#### To do:
Pick out every line in the entries below that contains the string "bottom", treating uppercase and lowercase as different, and copy each one.

(Some records)
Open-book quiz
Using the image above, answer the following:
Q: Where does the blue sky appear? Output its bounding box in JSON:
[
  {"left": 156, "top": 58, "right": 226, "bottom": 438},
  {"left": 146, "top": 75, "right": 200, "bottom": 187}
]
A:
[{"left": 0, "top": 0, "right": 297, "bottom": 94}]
...
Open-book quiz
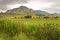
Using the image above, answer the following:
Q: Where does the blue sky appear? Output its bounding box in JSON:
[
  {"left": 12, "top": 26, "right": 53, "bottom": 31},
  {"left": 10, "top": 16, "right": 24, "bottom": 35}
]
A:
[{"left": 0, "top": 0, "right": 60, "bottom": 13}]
* * *
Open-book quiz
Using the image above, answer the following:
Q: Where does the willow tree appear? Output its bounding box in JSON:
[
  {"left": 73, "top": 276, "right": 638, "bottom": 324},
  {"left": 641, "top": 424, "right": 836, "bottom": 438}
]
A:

#### Written solution:
  {"left": 156, "top": 58, "right": 226, "bottom": 438},
  {"left": 146, "top": 75, "right": 200, "bottom": 187}
[{"left": 0, "top": 0, "right": 297, "bottom": 94}]
  {"left": 12, "top": 26, "right": 53, "bottom": 31},
  {"left": 10, "top": 16, "right": 24, "bottom": 35}
[{"left": 0, "top": 0, "right": 60, "bottom": 13}]
  {"left": 73, "top": 276, "right": 638, "bottom": 324},
  {"left": 641, "top": 424, "right": 836, "bottom": 438}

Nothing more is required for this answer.